Page excerpt below:
Pharmacophore-based compound modeling, virtual screening, and bio-activity profiling has become one of the most popular in silico techniques for supporting medicinal chemists in their hit finding, hit expansion, hit to lead, and lead optimization programs. The molecular design tool LigandScout^[1] has been developed to address successfully one of the most important issues in virtual screening: Enhancing early enrichment while maintaining high computational speed as well as ease of use, as shown by reference studies.^[2]

As an extension of the static pharmacophore approach, we lately have focused on incorporating dynamic effects of ligand protein binding into our automated interaction determination process. The so-called Common Hits Approach (CHA)^[3] uses the multiple coordinate sets saved during MD simulations and generates for each frame a pharmacophore model. Pharmacophore models with the same pharmacophore features are pooled, thus reducing the high number to only a few hundred representative pharmacophore models. Virtual screening runs are then performed with every representative pharmacophore model and the screening results are combined and re-scored to generate a single hit list. The score for a particular molecule is then calculated based on the number of representative pharmacophore models, which classified a particular molecule as being active. Finally, the recently developed GRAIL (GRids of phArmacophore Interaction fieLds)^[4]method combines the advantages of traditional grid-based approaches for the identification of interaction sites and the power of the pharmacophore concept: A reduced pharmacophoric abstraction of the target system enables the computation of all relevant interaction grid maps in short amounts of time. This allows one to extend the utility of a grid-based method for the analysis of large amounts of coordinate sets obtained by long-time MD simulations. In this way it is possible to assess conformation dependent characteristics of key interactions over time.

[1] Wolber G, Langer T, J Chem Inf Model. 2005; 45(1): 160-69.

[2] Karaboga AS, Planesas JM, Petronin F, Teixido J, Souchet M, Perez-Nueno VI. J Chem Inf Model. 2013; 53(3):1043-56.

[3] Wieder M, Garon A, Perricone U, Boresch S, Seidel T, Almerico AM, Langer T, J Chem Inf Model. 2017; 57(2):365-85. 

[4] Schuetz DA, Seidel T, Garon A, Martini R, Körbel M, Ecker GF, Langer T, J Chem Theory Comput. 2018; 14: 4958-4970.
End of Page excerpt.
__Tasks and exercises__.
1) In the pharmacophore passage, what does the name GRAIL stand for?
2) Transcribe the pharmacophore passage from "[3] Wieder M, Garon" to "2018; 14: 4958-4970.".
Data records below:
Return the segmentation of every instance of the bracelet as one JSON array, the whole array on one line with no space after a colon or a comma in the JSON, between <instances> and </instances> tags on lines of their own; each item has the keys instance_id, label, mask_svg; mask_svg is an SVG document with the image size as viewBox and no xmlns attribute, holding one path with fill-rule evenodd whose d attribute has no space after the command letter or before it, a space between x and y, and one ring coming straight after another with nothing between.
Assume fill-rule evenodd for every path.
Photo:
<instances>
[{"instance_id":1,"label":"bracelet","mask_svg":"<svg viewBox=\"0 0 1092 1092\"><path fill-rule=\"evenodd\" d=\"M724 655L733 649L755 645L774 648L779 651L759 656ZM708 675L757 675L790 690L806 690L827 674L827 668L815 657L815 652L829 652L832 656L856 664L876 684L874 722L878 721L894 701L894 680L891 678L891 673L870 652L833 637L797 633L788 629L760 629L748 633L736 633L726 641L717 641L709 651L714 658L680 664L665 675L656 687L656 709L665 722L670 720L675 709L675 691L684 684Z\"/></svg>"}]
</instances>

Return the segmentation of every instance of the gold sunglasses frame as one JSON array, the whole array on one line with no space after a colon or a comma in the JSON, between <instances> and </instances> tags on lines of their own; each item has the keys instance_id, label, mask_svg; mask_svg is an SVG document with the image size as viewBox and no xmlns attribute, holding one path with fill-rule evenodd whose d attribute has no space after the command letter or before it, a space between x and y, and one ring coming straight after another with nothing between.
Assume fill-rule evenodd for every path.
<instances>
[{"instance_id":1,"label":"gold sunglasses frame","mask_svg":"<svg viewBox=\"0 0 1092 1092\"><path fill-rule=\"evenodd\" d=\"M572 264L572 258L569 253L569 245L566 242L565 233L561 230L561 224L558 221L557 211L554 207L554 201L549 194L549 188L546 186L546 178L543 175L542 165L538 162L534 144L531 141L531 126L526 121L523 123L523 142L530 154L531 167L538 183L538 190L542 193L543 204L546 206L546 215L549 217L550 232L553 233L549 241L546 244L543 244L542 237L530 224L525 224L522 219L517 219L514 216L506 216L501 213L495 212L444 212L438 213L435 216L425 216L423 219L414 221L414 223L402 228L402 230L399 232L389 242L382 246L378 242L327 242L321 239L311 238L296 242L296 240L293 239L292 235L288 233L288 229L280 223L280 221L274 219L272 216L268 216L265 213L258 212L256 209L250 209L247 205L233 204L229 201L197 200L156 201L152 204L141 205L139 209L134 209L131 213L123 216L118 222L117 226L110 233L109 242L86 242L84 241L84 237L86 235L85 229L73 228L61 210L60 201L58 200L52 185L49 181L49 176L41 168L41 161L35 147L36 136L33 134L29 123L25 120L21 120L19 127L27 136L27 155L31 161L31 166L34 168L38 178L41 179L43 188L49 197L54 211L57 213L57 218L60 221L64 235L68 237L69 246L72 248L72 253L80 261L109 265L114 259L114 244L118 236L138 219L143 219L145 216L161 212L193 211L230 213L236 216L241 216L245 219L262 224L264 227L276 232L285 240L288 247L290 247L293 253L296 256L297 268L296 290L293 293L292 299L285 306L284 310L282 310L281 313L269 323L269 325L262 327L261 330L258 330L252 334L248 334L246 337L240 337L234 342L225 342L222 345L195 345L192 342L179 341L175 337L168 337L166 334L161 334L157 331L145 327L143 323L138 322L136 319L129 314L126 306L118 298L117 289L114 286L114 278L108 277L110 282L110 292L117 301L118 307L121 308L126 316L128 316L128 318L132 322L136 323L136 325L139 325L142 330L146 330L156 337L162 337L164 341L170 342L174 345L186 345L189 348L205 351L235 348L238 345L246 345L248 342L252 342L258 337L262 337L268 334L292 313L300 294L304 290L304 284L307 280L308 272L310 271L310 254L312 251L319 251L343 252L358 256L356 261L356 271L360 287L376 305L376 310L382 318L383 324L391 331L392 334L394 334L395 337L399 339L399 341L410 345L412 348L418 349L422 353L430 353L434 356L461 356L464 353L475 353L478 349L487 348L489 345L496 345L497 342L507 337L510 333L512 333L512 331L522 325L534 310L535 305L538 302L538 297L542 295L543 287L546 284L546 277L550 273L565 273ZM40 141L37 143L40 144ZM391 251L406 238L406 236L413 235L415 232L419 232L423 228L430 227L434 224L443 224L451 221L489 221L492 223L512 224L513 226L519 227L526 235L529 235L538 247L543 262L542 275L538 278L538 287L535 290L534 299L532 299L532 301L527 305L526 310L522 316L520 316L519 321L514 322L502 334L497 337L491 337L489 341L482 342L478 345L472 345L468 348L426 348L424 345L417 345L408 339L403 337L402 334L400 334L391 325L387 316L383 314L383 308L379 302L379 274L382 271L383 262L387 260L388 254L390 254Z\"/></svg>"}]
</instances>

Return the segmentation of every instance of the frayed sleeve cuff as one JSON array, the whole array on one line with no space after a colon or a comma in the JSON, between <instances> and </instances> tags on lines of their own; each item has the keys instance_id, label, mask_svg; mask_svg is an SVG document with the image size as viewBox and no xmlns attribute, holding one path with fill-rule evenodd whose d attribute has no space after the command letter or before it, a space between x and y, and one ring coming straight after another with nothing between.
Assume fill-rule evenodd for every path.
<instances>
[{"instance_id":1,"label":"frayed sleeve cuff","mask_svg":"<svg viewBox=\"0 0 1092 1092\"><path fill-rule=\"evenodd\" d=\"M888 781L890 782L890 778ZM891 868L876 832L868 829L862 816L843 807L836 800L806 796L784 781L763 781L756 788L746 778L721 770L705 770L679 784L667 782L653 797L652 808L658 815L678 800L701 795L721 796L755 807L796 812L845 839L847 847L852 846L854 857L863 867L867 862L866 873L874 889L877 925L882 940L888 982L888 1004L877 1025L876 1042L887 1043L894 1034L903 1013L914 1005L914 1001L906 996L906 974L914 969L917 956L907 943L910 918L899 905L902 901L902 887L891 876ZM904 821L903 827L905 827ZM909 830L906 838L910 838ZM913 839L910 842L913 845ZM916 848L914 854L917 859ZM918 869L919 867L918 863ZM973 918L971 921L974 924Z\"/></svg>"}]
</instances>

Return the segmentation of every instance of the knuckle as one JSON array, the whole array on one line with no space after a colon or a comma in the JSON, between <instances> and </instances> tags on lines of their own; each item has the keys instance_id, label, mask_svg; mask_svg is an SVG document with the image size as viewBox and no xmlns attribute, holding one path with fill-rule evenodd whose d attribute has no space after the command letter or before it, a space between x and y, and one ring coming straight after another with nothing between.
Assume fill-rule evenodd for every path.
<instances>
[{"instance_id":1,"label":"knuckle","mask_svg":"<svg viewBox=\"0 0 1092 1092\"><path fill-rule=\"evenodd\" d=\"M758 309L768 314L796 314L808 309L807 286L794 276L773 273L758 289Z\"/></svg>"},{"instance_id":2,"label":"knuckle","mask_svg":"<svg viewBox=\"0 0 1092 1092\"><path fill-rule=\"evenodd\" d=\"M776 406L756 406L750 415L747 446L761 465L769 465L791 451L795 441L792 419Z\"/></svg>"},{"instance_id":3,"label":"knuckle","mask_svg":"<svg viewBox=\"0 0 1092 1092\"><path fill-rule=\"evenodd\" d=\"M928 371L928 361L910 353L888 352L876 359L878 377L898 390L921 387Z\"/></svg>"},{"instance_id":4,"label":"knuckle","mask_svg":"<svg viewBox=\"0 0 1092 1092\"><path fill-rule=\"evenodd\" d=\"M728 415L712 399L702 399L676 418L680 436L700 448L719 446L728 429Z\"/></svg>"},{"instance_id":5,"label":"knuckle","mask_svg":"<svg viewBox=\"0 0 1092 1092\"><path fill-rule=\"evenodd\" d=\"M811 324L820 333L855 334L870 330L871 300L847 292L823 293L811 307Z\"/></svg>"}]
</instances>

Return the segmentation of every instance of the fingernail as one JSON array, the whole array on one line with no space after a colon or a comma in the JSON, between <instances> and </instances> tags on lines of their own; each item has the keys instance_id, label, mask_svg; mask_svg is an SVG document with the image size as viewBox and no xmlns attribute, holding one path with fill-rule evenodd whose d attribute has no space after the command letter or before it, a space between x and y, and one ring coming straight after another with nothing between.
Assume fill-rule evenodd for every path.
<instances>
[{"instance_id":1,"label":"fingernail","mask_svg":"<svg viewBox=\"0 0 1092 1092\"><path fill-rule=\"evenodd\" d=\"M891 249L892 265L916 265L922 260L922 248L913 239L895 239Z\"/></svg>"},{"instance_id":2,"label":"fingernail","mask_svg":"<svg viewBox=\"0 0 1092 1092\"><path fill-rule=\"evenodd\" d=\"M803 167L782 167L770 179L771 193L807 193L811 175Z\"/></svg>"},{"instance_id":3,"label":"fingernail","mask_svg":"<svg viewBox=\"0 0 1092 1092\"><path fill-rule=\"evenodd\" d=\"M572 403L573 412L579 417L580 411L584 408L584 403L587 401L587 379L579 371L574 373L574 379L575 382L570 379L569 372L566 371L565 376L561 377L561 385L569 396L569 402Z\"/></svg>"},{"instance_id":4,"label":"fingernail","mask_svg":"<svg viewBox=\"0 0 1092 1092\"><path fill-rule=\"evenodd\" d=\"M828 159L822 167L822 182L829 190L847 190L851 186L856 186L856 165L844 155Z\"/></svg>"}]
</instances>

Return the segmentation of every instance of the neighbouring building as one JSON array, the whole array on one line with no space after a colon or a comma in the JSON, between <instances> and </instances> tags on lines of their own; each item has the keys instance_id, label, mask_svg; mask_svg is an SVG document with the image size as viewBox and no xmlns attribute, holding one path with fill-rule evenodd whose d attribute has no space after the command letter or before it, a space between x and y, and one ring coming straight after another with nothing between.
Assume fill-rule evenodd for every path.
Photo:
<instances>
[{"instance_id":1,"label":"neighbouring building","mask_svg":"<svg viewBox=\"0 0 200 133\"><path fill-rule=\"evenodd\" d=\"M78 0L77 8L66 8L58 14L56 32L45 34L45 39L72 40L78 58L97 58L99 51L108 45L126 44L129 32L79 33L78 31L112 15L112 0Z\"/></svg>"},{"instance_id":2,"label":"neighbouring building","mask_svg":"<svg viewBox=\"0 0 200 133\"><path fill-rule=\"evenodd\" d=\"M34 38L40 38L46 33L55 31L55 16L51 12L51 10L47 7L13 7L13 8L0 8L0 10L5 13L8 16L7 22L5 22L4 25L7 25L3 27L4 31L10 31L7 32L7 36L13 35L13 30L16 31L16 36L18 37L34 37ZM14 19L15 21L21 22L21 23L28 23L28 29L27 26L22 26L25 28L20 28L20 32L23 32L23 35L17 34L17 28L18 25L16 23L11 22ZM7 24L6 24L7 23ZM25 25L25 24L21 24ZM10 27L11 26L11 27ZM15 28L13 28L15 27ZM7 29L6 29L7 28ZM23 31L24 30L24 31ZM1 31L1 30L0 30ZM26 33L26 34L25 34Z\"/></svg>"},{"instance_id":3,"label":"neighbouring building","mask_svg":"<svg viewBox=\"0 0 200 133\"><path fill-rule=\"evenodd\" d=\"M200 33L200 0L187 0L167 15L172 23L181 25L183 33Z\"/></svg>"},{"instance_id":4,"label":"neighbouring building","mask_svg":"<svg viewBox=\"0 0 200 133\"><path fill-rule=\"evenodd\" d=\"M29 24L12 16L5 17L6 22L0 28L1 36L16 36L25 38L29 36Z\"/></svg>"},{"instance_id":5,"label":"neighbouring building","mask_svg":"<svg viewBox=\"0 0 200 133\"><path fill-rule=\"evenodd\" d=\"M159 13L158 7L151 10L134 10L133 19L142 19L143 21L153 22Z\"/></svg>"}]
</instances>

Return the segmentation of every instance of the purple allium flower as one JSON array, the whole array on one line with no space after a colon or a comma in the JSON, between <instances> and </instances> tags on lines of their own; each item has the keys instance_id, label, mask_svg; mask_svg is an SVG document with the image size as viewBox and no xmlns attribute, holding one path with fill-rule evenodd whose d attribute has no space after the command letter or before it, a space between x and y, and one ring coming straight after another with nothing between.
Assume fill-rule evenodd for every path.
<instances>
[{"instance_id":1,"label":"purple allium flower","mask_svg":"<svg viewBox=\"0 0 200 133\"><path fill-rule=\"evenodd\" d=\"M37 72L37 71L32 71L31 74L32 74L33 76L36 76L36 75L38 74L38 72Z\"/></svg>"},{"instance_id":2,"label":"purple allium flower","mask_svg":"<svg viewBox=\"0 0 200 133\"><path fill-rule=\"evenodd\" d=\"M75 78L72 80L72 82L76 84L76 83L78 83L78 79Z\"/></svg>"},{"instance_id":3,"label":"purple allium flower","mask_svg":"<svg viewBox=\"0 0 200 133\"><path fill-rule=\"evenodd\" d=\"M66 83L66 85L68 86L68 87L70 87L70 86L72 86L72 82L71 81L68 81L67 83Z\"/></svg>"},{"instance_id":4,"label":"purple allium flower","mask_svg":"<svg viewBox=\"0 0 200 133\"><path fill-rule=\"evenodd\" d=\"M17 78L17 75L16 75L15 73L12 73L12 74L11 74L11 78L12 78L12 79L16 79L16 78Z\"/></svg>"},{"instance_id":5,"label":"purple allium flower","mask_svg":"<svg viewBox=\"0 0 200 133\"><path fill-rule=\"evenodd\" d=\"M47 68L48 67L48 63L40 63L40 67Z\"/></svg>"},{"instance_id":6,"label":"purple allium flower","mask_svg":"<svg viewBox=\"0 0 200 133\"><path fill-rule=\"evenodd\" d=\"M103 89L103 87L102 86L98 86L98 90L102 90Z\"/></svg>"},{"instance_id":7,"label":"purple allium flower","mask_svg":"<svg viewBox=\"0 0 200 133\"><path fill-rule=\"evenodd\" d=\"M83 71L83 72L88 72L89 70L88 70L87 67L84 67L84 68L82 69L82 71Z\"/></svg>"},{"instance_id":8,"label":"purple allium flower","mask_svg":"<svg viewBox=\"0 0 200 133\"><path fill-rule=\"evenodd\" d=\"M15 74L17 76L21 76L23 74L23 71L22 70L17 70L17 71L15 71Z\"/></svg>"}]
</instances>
End of Data records.
__Results of the exercise__.
1) GRids of phArmacophore Interaction fieLds

2)
[3] Wieder M, Garon A, Perricone U, Boresch S, Seidel T, Almerico AM, Langer T, J Chem Inf Model. 2017; 57(2):365-85. 

[4] Schuetz DA, Seidel T, Garon A, Martini R, Körbel M, Ecker GF, Langer T, J Chem Theory Comput. 2018; 14: 4958-4970.